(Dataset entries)
- - - - - - -

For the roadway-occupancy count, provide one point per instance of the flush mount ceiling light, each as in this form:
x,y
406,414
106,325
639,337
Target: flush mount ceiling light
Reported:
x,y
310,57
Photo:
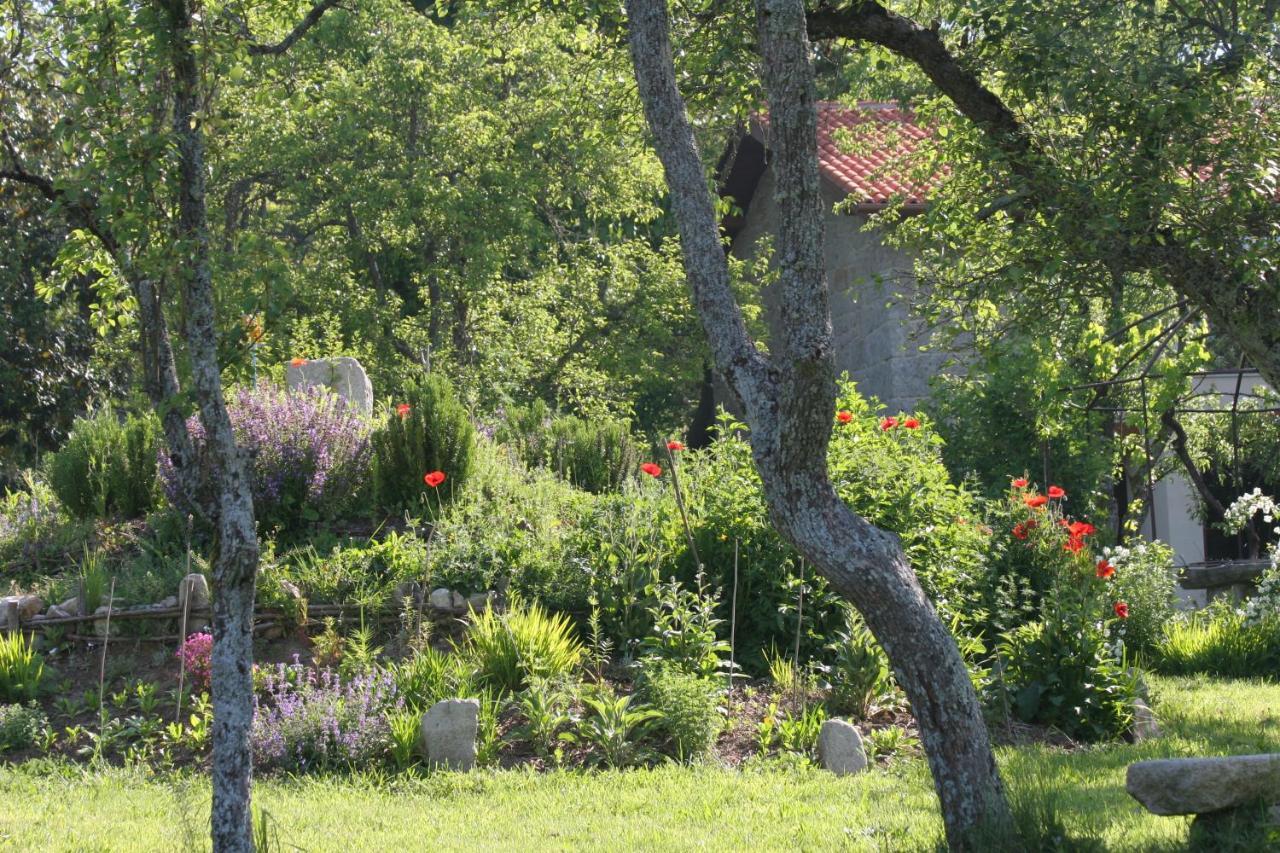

- - - - - - -

> _EXERCISE BRIEF_: Write out the records above line for line, leaving out the pictures.

> _RESPONSE TO THIS TASK_:
For the roadway-occupancy count, provide one point per instance of the flush mount ceiling light, each as in this form:
x,y
406,414
106,325
639,337
Target: flush mount ceiling light
Reported:
x,y
310,57
Photo:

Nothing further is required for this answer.